(Excerpts from a point labeling dataset)
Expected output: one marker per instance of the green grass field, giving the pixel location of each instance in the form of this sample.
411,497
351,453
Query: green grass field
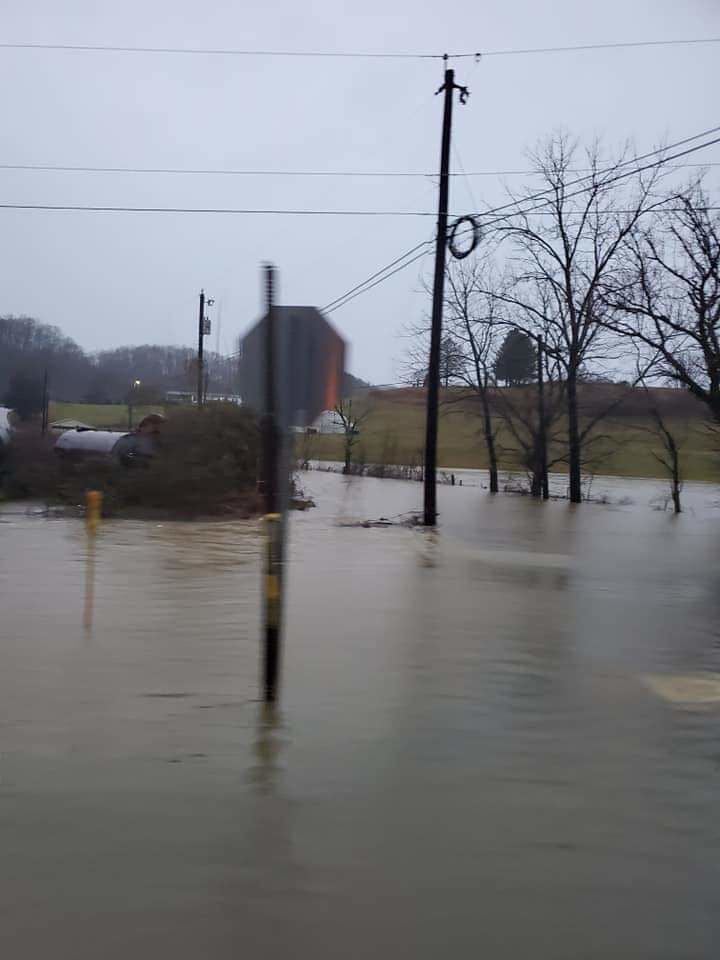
394,433
111,416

» **WHAT TO WORK ON**
Please switch "marker" to "point" everywhere it appears in the entries above, keep every other word the same, and leave the pictures out of your answer.

» **RESULT OF THIS TASK**
Expected output: one point per instance of the green grass field, giving the pixel location of each instance in the form of this sample.
411,497
351,453
Query: green grass field
394,433
111,416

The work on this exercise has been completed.